- [Directions for this task] Starting at the line that contains "For every instance of the road", transcribe each line exactly through the last line of the data. Include nothing else.

** Data listing follows **

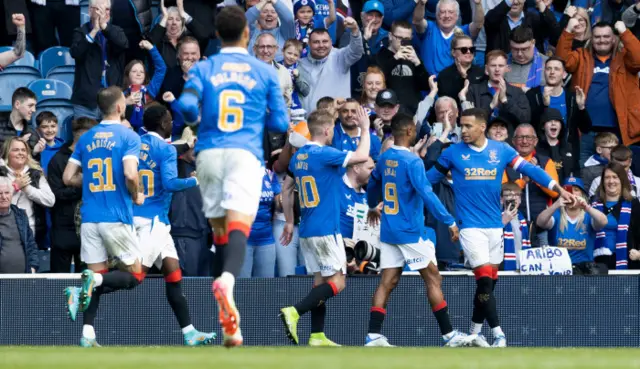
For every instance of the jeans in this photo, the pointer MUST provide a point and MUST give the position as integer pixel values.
(290, 256)
(259, 262)
(83, 111)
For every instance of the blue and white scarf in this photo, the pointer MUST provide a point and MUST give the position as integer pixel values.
(510, 257)
(621, 235)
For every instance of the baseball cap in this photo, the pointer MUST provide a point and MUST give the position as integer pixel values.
(373, 5)
(387, 97)
(573, 181)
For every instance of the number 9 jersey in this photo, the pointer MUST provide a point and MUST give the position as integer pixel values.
(100, 153)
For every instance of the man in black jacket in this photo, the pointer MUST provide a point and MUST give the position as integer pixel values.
(570, 105)
(65, 243)
(98, 48)
(403, 70)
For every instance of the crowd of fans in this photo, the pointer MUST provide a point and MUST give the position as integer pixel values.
(558, 80)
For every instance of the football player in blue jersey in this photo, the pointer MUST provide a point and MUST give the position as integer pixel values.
(477, 165)
(399, 175)
(239, 95)
(105, 164)
(158, 179)
(318, 169)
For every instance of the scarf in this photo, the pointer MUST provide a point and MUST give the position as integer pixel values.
(510, 256)
(621, 235)
(304, 38)
(534, 79)
(138, 109)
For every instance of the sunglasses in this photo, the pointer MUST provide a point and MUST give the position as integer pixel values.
(466, 50)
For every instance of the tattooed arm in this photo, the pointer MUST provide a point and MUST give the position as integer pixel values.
(20, 46)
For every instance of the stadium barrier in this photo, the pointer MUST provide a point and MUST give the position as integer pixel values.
(552, 311)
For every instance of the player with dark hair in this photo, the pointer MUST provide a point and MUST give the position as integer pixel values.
(239, 95)
(158, 179)
(400, 176)
(105, 164)
(318, 169)
(477, 165)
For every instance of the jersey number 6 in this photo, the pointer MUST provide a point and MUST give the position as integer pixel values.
(230, 117)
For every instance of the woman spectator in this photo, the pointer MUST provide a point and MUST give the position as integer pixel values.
(138, 90)
(260, 259)
(174, 25)
(372, 83)
(274, 17)
(623, 212)
(32, 191)
(574, 226)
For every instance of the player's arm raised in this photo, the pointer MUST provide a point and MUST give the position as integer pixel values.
(364, 146)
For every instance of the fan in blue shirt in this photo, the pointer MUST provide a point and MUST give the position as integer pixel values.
(477, 165)
(317, 170)
(400, 176)
(158, 174)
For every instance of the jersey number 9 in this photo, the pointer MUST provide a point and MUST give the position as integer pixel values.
(103, 173)
(310, 183)
(230, 117)
(390, 199)
(146, 181)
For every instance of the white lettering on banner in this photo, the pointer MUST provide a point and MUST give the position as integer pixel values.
(546, 260)
(361, 229)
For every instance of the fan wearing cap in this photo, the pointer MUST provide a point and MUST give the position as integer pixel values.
(274, 17)
(435, 37)
(387, 106)
(554, 144)
(574, 226)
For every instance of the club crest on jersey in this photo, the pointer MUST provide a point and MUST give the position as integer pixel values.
(493, 157)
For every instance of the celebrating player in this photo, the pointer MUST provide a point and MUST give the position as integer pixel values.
(239, 95)
(477, 165)
(318, 170)
(159, 178)
(105, 164)
(405, 191)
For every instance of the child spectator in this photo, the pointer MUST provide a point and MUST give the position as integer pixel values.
(593, 167)
(574, 227)
(291, 54)
(138, 90)
(47, 128)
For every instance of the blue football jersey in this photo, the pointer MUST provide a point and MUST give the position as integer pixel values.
(477, 174)
(158, 172)
(262, 229)
(579, 242)
(348, 199)
(318, 172)
(400, 175)
(238, 94)
(100, 153)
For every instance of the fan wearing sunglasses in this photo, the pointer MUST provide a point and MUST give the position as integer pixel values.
(462, 69)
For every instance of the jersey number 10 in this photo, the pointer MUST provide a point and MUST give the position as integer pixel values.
(230, 118)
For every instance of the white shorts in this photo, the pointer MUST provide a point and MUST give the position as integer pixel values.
(416, 256)
(230, 179)
(482, 246)
(324, 254)
(155, 241)
(99, 241)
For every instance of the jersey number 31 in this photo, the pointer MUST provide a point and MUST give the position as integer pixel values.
(230, 117)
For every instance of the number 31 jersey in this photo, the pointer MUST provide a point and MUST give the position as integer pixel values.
(318, 172)
(100, 153)
(238, 95)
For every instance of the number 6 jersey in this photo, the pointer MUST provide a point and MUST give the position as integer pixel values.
(100, 153)
(238, 95)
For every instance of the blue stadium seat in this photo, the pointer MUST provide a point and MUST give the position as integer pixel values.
(46, 89)
(54, 57)
(10, 80)
(64, 73)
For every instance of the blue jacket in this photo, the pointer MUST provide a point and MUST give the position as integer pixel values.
(27, 239)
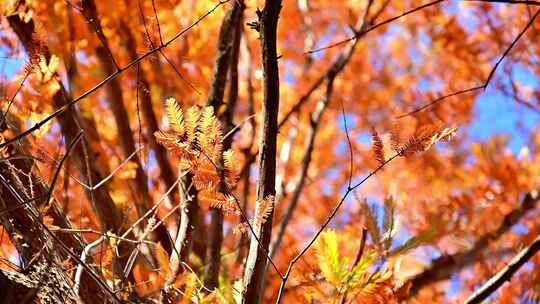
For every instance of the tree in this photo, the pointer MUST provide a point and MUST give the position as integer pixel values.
(269, 151)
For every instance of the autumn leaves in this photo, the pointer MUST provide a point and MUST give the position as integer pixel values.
(390, 145)
(195, 137)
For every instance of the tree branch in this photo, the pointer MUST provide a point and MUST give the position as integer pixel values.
(254, 272)
(505, 274)
(443, 267)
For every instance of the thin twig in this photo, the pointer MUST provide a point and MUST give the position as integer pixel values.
(114, 75)
(505, 274)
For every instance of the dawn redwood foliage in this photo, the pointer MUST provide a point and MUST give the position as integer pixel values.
(265, 151)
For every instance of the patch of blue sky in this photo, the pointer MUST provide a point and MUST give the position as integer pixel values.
(497, 114)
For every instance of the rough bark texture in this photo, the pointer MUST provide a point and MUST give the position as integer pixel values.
(257, 259)
(22, 195)
(337, 66)
(505, 274)
(139, 184)
(102, 203)
(228, 44)
(443, 267)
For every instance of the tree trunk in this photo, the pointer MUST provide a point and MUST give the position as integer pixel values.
(257, 257)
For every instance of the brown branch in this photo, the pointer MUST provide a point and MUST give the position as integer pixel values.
(104, 206)
(66, 107)
(139, 187)
(333, 71)
(443, 267)
(249, 157)
(254, 272)
(167, 171)
(89, 11)
(14, 171)
(374, 27)
(335, 68)
(490, 75)
(226, 60)
(505, 274)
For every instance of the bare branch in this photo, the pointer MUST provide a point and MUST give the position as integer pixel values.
(505, 274)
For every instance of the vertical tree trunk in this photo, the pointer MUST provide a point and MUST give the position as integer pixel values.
(125, 135)
(256, 261)
(102, 203)
(18, 181)
(227, 48)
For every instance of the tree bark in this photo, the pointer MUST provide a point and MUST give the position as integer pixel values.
(227, 56)
(20, 182)
(139, 186)
(102, 203)
(254, 272)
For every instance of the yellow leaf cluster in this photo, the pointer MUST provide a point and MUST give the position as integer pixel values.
(196, 139)
(422, 140)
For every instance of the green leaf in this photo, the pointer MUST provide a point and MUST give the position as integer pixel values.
(332, 267)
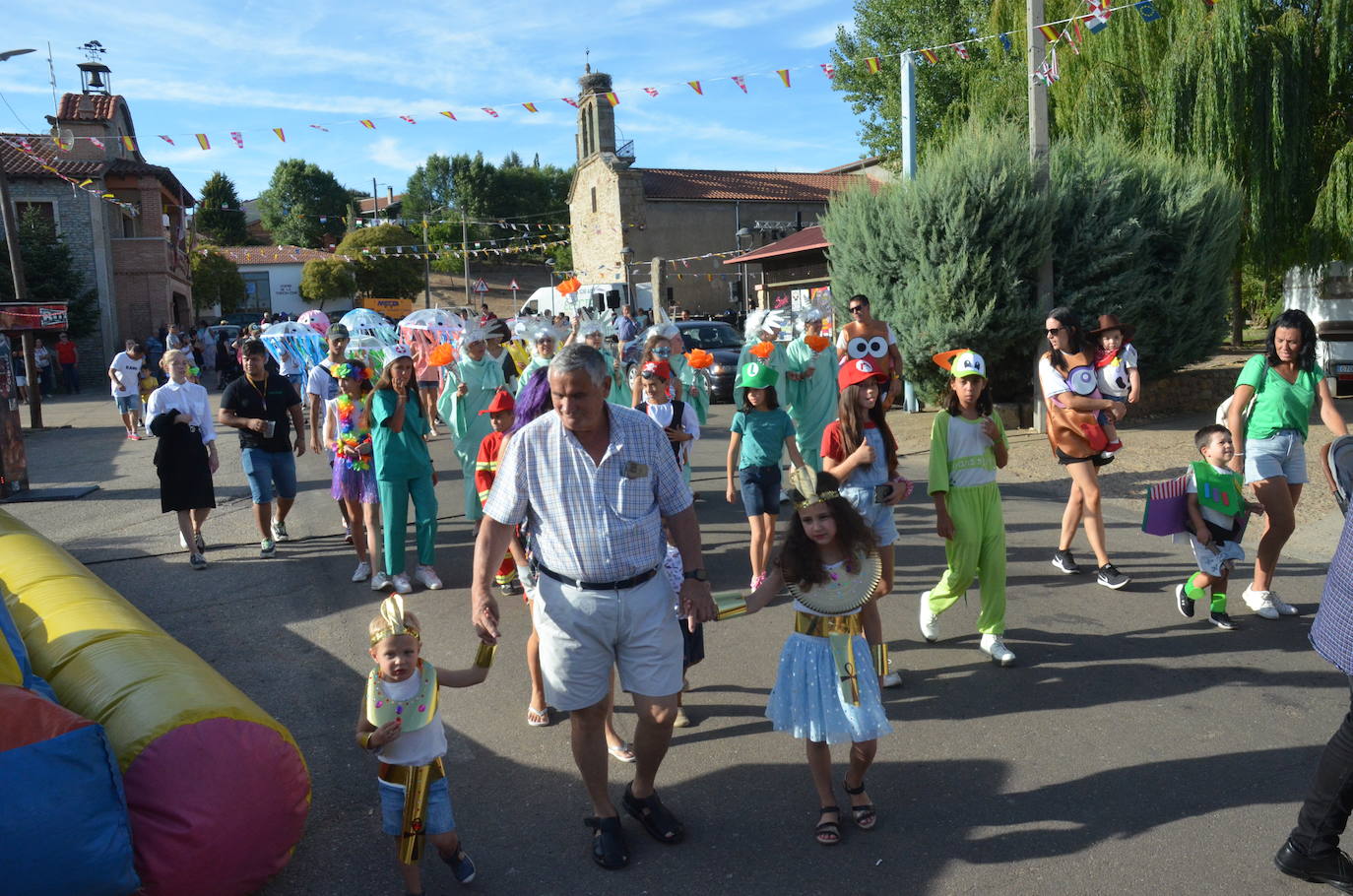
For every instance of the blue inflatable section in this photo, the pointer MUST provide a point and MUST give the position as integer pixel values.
(64, 824)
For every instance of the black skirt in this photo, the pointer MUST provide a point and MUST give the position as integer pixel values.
(184, 476)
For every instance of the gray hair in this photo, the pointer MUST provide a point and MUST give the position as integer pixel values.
(579, 356)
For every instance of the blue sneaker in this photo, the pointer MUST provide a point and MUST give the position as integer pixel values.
(462, 866)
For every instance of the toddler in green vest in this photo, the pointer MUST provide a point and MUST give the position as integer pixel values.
(1216, 516)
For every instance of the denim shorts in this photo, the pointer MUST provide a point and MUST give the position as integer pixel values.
(1283, 454)
(760, 490)
(878, 517)
(438, 819)
(265, 469)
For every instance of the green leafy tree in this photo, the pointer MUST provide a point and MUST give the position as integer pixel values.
(216, 282)
(325, 281)
(951, 257)
(384, 277)
(220, 219)
(49, 274)
(297, 197)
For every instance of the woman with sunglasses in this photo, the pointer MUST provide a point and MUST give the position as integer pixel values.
(1070, 394)
(864, 337)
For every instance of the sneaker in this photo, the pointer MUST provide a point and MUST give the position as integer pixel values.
(995, 647)
(1066, 563)
(427, 577)
(1261, 603)
(462, 866)
(1183, 602)
(1283, 607)
(930, 621)
(1110, 577)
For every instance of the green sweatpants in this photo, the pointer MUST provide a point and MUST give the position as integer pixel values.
(976, 549)
(394, 508)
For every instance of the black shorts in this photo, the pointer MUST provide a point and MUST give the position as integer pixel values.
(1065, 459)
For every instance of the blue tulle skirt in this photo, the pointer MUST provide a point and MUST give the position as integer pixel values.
(806, 703)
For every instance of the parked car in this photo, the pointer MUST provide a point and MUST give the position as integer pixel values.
(726, 344)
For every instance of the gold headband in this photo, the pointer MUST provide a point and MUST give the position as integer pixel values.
(804, 480)
(393, 610)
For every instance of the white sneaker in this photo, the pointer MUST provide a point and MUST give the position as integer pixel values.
(930, 621)
(995, 647)
(427, 577)
(1261, 603)
(1283, 607)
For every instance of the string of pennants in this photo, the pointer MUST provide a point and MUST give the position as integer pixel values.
(1063, 30)
(25, 147)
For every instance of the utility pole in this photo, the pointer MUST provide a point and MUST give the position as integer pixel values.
(1038, 149)
(21, 293)
(426, 267)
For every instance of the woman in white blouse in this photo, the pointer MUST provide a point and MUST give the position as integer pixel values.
(185, 458)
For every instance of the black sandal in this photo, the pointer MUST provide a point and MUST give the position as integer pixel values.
(608, 842)
(865, 815)
(828, 833)
(655, 816)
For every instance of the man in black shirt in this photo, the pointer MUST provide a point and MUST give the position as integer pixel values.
(264, 408)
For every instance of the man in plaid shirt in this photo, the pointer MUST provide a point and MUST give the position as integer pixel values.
(596, 482)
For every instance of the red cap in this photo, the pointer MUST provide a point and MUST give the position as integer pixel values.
(502, 401)
(857, 371)
(662, 369)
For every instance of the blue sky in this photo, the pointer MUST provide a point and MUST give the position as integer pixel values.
(250, 67)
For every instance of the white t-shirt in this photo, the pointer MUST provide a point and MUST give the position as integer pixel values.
(413, 747)
(129, 369)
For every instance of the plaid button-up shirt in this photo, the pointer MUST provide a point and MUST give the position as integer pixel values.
(592, 521)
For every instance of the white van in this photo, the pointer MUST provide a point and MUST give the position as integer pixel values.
(1326, 295)
(596, 296)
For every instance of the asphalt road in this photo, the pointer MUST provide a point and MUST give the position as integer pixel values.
(1128, 751)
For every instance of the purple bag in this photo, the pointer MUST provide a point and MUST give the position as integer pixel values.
(1167, 508)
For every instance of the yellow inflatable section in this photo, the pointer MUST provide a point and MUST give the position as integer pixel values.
(217, 790)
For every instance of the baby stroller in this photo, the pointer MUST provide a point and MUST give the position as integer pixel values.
(1337, 459)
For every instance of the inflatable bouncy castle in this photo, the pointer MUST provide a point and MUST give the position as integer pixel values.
(122, 752)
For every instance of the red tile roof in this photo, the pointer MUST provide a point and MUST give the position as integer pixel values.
(762, 186)
(17, 162)
(101, 107)
(271, 255)
(802, 241)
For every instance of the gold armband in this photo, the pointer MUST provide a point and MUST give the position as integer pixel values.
(879, 654)
(484, 656)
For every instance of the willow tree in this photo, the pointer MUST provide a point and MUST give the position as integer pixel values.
(1259, 89)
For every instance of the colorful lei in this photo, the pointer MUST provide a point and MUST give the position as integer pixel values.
(350, 432)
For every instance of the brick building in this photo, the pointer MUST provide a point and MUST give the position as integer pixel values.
(622, 217)
(136, 261)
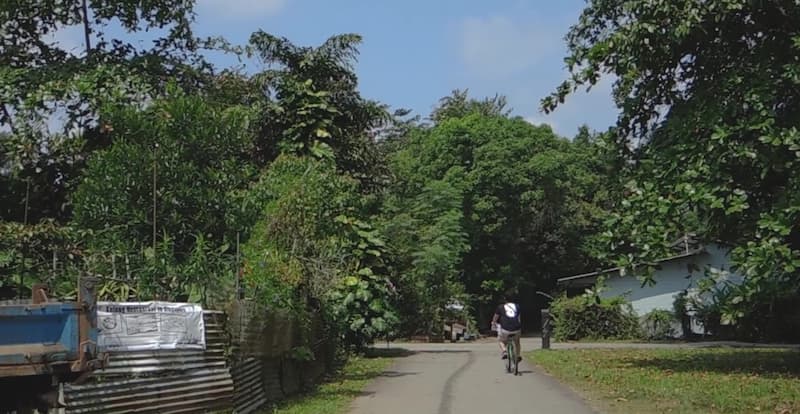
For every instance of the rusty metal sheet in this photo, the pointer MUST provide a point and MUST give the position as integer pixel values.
(175, 381)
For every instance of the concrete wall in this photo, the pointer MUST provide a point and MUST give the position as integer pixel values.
(673, 277)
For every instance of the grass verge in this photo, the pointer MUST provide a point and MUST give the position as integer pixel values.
(335, 396)
(717, 380)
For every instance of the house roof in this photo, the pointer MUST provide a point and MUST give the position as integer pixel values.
(688, 253)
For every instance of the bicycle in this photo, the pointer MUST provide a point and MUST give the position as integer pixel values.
(511, 354)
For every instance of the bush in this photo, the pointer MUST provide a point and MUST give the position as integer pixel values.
(589, 317)
(659, 324)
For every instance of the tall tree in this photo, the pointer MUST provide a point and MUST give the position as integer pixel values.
(312, 104)
(51, 93)
(709, 103)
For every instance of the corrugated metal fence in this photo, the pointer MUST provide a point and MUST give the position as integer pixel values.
(254, 373)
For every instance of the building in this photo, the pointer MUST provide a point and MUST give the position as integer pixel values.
(673, 275)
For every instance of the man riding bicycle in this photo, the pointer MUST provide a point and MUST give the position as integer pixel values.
(507, 314)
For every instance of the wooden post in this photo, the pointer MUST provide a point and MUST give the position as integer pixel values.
(546, 329)
(87, 320)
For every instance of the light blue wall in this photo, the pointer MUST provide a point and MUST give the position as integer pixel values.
(673, 277)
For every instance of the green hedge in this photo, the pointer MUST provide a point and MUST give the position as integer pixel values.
(589, 317)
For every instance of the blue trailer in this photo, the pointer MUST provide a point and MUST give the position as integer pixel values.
(44, 343)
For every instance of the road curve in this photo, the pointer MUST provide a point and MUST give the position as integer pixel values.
(463, 379)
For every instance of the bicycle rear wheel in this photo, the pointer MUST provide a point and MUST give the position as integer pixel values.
(510, 356)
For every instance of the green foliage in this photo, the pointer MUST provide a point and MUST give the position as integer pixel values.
(589, 317)
(51, 94)
(308, 246)
(458, 104)
(428, 242)
(658, 324)
(529, 199)
(311, 105)
(198, 152)
(708, 130)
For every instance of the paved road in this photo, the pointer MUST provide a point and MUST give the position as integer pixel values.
(464, 379)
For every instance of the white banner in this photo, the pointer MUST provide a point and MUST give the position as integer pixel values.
(140, 326)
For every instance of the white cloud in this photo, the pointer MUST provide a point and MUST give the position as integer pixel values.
(595, 108)
(497, 47)
(69, 38)
(240, 9)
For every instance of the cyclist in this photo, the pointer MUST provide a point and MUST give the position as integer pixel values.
(507, 314)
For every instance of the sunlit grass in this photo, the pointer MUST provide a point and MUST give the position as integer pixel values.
(680, 380)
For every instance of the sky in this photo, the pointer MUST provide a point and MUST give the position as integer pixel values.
(417, 51)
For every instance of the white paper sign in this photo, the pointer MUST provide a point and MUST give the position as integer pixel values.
(140, 326)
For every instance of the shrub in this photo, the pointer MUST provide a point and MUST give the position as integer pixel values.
(589, 317)
(659, 324)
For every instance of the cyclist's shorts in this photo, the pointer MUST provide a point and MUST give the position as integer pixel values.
(503, 334)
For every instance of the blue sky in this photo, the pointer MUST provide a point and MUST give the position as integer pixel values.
(417, 51)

** End of Data listing **

- [Reply]
For every instance of the road curve in this photo, the pointer MUST provide a point and MUST give the position as integer pixel values.
(463, 379)
For every instance of the bicycle rear wheel in this photo, the pointer MUST provide a point and MUST give the position as integer pixel values.
(510, 356)
For every instance of the green foliage in this photo, the pointer MUST provide a point and MUST give the position as integer pixel values.
(589, 317)
(51, 94)
(308, 246)
(458, 104)
(428, 242)
(658, 324)
(529, 199)
(311, 105)
(198, 152)
(708, 130)
For every instance of the paved road in this photo, the pointer MUST provide a point and MUST give the position as integer pixel values.
(464, 379)
For every instance of the white banner in this photo, the pointer MUST provide a point and MUST give the position as integer pixel values.
(140, 326)
For every instance of the white cloud in this photo, the pointer MUST provide a point and MUST give the position as integer pixel values.
(595, 108)
(497, 47)
(69, 38)
(240, 9)
For every instance of the cyclist in this photo, the pointer MUST provide a point and MUST give the position as integer pixel values.
(507, 314)
For every instance of the sunlit grass in this photo, the pointer MUST provide a point and MUST give the position as integer pixel values.
(680, 380)
For every instance of the sky in this photo, the pointer MUST provide a point and MUST give the position as integer pixel values.
(417, 51)
For every instance of the white paper sign in this photo, the pointer MUST provide a point and MUST give the position as integer pixel values.
(140, 326)
For every instance of the shrub in this photo, the pointer MUST provide a point and MUST give the position as integer pixel values.
(589, 317)
(659, 324)
For every instance of the cyclist's shorts in this photo, the pointer MUST provide a point and MUST give the position as integer pixel values.
(503, 334)
For every instance of the blue sky in this photo, the pointer MUST provide a point and MUST give the position as integer pixel values.
(417, 51)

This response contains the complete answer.